Records from a data source
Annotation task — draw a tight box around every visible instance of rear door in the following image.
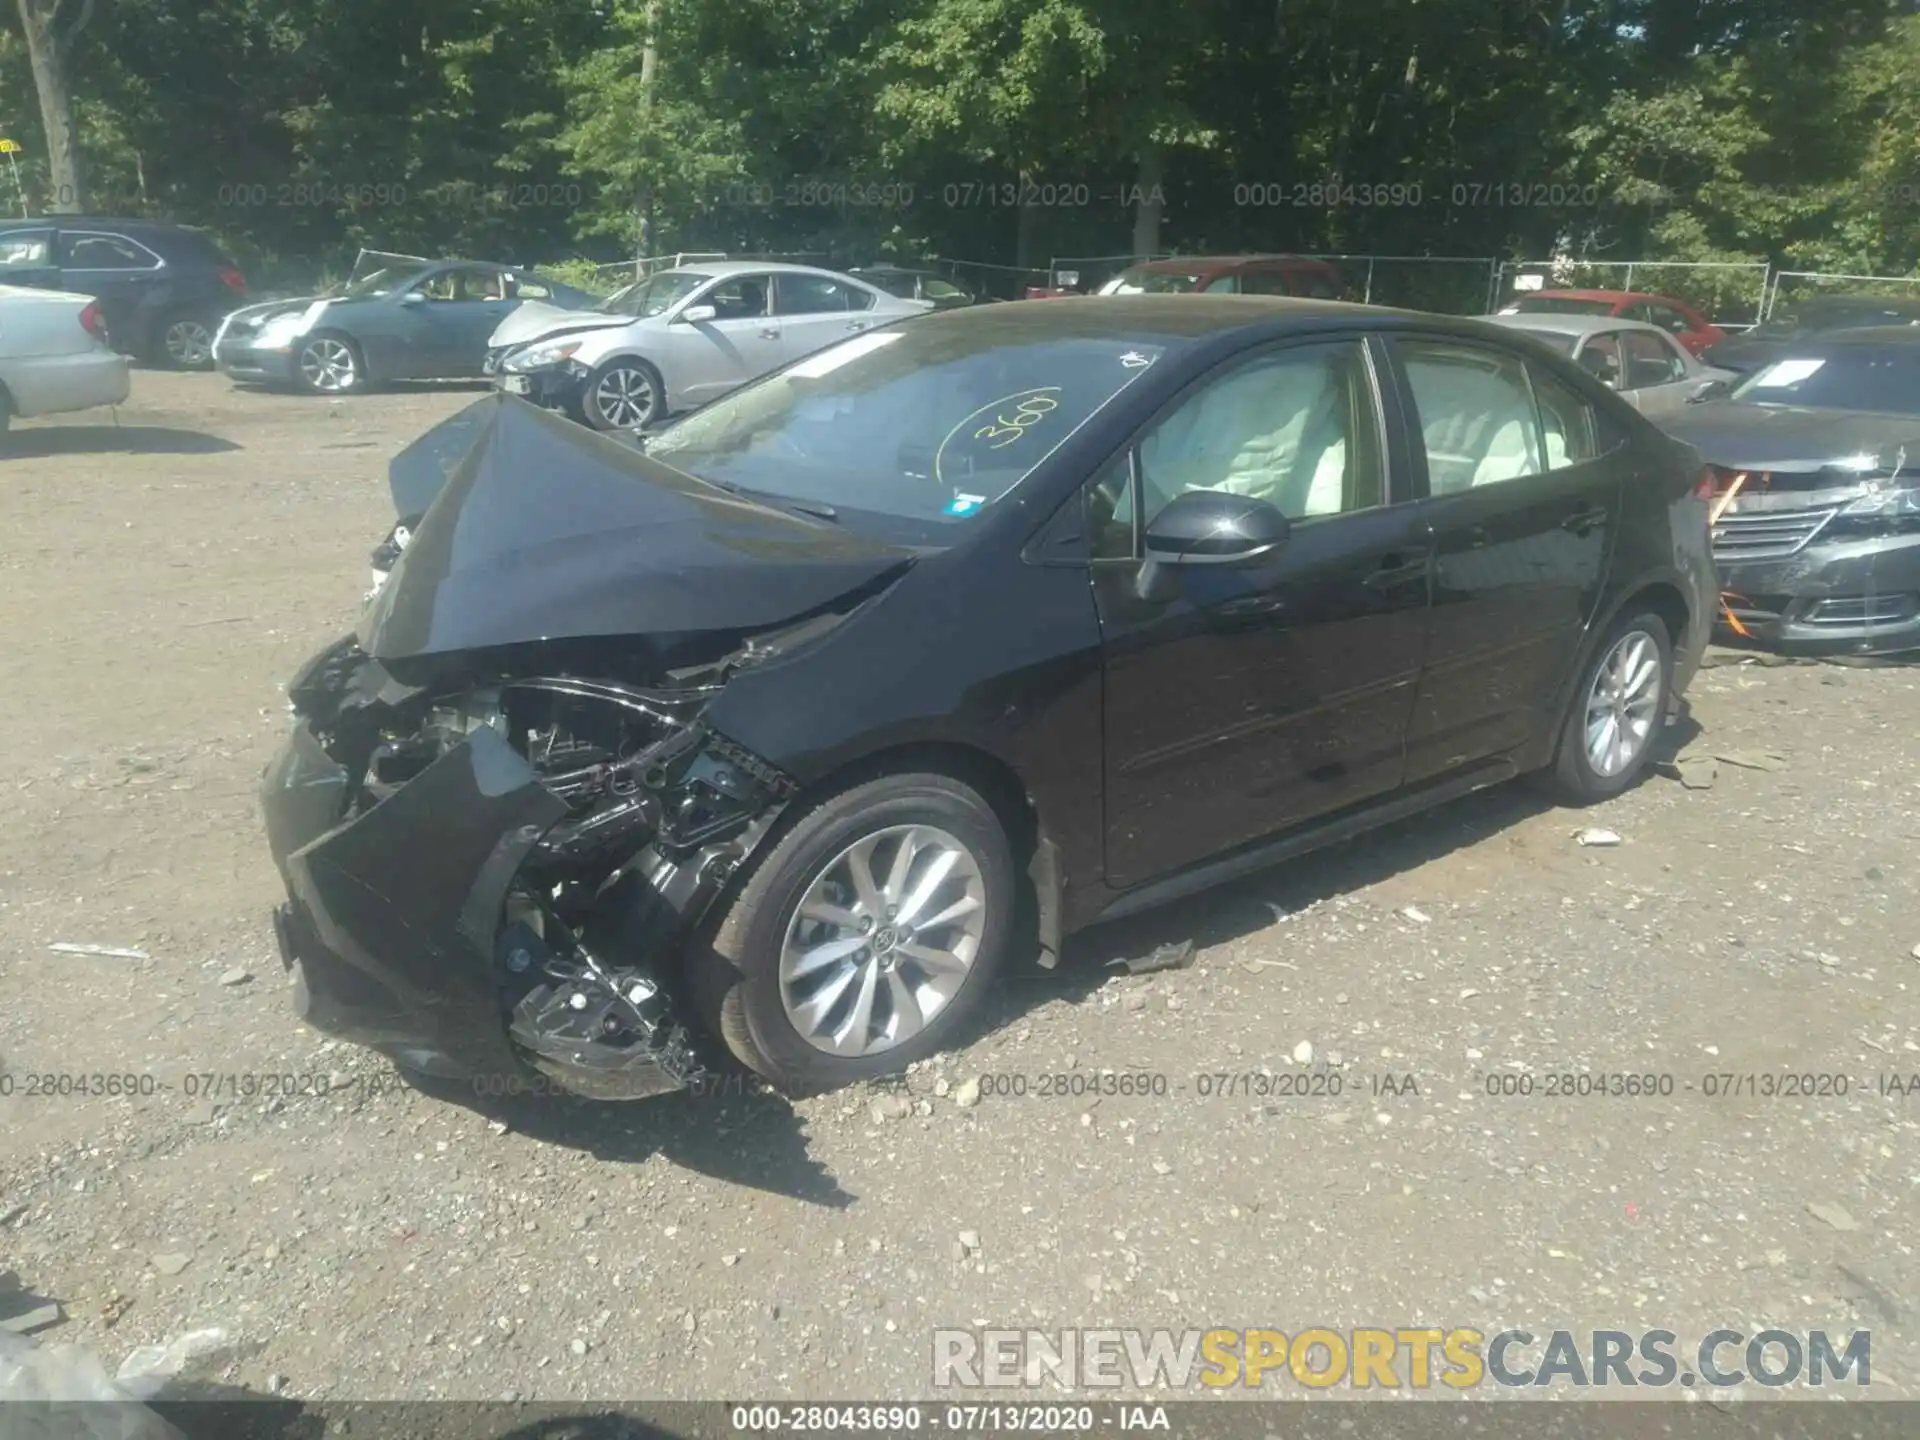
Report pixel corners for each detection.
[772,272,877,363]
[1387,335,1624,783]
[56,229,164,353]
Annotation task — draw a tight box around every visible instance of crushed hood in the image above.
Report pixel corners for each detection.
[488,301,630,351]
[1663,402,1920,473]
[357,394,914,662]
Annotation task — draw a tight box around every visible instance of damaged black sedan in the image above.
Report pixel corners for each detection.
[263,298,1714,1100]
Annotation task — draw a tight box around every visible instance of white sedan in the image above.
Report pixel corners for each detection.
[0,283,131,433]
[484,261,932,431]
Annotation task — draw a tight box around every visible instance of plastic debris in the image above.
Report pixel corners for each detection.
[113,1328,236,1391]
[0,1331,184,1438]
[1576,828,1623,847]
[1805,1201,1860,1232]
[1716,750,1786,772]
[47,944,149,960]
[1116,939,1195,976]
[1400,905,1432,924]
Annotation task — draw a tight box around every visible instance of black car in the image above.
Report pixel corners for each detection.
[0,216,248,367]
[260,297,1715,1099]
[214,257,599,394]
[1703,294,1920,374]
[1664,328,1920,656]
[850,264,977,308]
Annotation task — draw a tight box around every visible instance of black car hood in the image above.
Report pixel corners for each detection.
[358,394,914,662]
[1662,402,1920,473]
[1700,333,1790,373]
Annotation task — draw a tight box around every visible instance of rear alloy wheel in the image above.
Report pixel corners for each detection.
[160,314,217,369]
[295,333,363,394]
[583,358,662,431]
[1550,611,1672,803]
[690,773,1015,1090]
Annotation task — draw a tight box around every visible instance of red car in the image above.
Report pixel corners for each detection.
[1498,288,1725,356]
[1025,254,1348,301]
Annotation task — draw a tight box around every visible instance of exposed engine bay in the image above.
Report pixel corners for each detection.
[275,638,800,1099]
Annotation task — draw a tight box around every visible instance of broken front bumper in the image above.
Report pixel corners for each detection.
[1717,529,1920,656]
[261,718,703,1099]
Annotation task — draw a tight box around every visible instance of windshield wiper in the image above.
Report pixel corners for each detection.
[702,477,838,522]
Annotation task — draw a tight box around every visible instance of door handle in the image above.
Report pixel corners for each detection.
[846,320,868,331]
[1561,504,1609,535]
[1364,553,1430,590]
[758,326,780,340]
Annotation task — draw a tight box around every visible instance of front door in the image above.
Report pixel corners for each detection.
[1093,337,1433,888]
[665,272,782,405]
[1388,337,1622,782]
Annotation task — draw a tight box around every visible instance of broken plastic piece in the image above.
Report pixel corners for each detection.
[1576,828,1623,847]
[47,944,149,960]
[1116,939,1195,976]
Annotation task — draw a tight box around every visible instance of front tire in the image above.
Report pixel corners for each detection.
[294,332,365,394]
[1549,611,1672,803]
[689,772,1015,1090]
[582,357,663,431]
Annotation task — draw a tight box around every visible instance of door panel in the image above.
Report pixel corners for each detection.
[56,230,162,352]
[1095,338,1431,888]
[1390,339,1622,782]
[666,273,781,404]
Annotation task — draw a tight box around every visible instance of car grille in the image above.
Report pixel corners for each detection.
[1709,506,1839,562]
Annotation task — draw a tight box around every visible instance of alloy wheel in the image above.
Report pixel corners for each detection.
[591,365,659,429]
[299,337,357,392]
[164,318,215,368]
[778,824,987,1058]
[1584,629,1663,778]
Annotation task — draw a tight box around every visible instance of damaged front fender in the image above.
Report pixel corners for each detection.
[261,646,798,1099]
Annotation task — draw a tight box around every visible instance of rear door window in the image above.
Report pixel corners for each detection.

_Exercise requirements_. Return every entry of the data above verbatim, with no images included.

_Result_.
Annotation task — draw a tight box around every visible instance of rear door in the following image.
Report pixel corners for each detection.
[772,272,877,363]
[1387,335,1624,783]
[56,229,164,353]
Annotation task — draw a tight box around every visible instance of crushed hood in the image above.
Report pixel corners for each detection.
[488,301,630,351]
[1663,402,1920,473]
[357,394,914,662]
Annotation task — draw a tight box around every visible instance of damaged black sedan in the image above.
Report pixel corners for each detection.
[263,298,1714,1100]
Annotation task — draw a tight box around every visible instance of white sedan in the image above.
Report pixel corners for each detection.
[0,283,131,433]
[484,261,932,431]
Annotation task — draw a tight box around every visible instance of plastic debris in the image above.
Report pixel corners for each detection.
[113,1328,236,1391]
[0,1331,184,1438]
[1576,828,1623,847]
[1805,1201,1860,1232]
[1716,750,1786,772]
[47,944,149,960]
[1116,939,1195,976]
[1400,905,1432,924]
Annotation task — draw a tight box around every visible instance of black car in the image above.
Report pixel corners for each detection.
[0,216,248,367]
[260,297,1715,1099]
[214,257,599,394]
[1703,294,1920,374]
[1664,328,1920,656]
[850,264,977,308]
Annotation task — draw a tight box around every visible instance of black car hood in the image above.
Report pixel corners for each detection.
[358,394,914,662]
[1662,402,1920,473]
[1700,333,1790,373]
Annotation task — draw a tight box around every visible instance of rear alloy wheel in the image above.
Report pixel corners for each detection.
[160,314,217,369]
[295,333,363,394]
[583,358,662,431]
[1550,611,1672,803]
[690,773,1015,1090]
Annotation task — draw a tight box around every visible instance of red car in the image above.
Report pixel corners for each detection.
[1498,288,1725,356]
[1025,254,1348,301]
Annotation task — draw a tight box around every visible instance of exposed engine bay in the image above.
Report pixel corners for each detection.
[275,638,800,1099]
Annotation task — draw a tight box around every visible instance of broken front bumper in the image above.
Report pixel corners for each detection.
[1717,529,1920,656]
[261,718,703,1099]
Annotation task — draw a tight box around every visible instance of windshield wiper in the image above.
Report pixel corners for each detection.
[702,477,838,522]
Annotation task — draw a tight box around every visible instance of door handle in the image above.
Report pixel corners for each detection.
[846,320,868,331]
[1561,504,1609,535]
[1364,553,1430,590]
[758,326,780,340]
Annotation task — draw a tight box around every visible instance of front door in the image above.
Report pixel corners for each detection.
[1093,337,1433,888]
[665,272,782,405]
[1388,337,1622,782]
Annotation task — draw a tight box around every visible instance of broken plastic piece in the image above.
Report pixel corners for each detection.
[1576,828,1623,847]
[47,944,149,960]
[1116,939,1195,976]
Annotation task — draw a tight box around every visible instance of front tire in the image above.
Report pixel corners for each detection.
[294,332,365,394]
[1549,611,1672,803]
[689,772,1015,1090]
[582,357,663,431]
Annotation task — draw a tight box around every visible instance of door panel in the image above.
Report pixel corners for each detection.
[56,230,162,352]
[1095,338,1431,888]
[1390,339,1622,782]
[666,273,781,404]
Annotation task — draw a tight box around every visible instance of car grille in the image above.
Report pixel corners for each detection.
[1709,506,1839,562]
Annotation task — draw a tight box around every visible instance of alloy wheel in the image above.
Report pixel corners for each detection.
[591,365,659,429]
[299,337,357,392]
[164,318,215,368]
[778,824,987,1058]
[1584,629,1663,778]
Annotation task — draw a tight box around every visible instance of damaged front fender in the image above.
Report pixel corners for each detection.
[261,646,798,1099]
Annotation task — draw a tight box around every visible instance of rear door window in the image above.
Report pixel corners for each detection.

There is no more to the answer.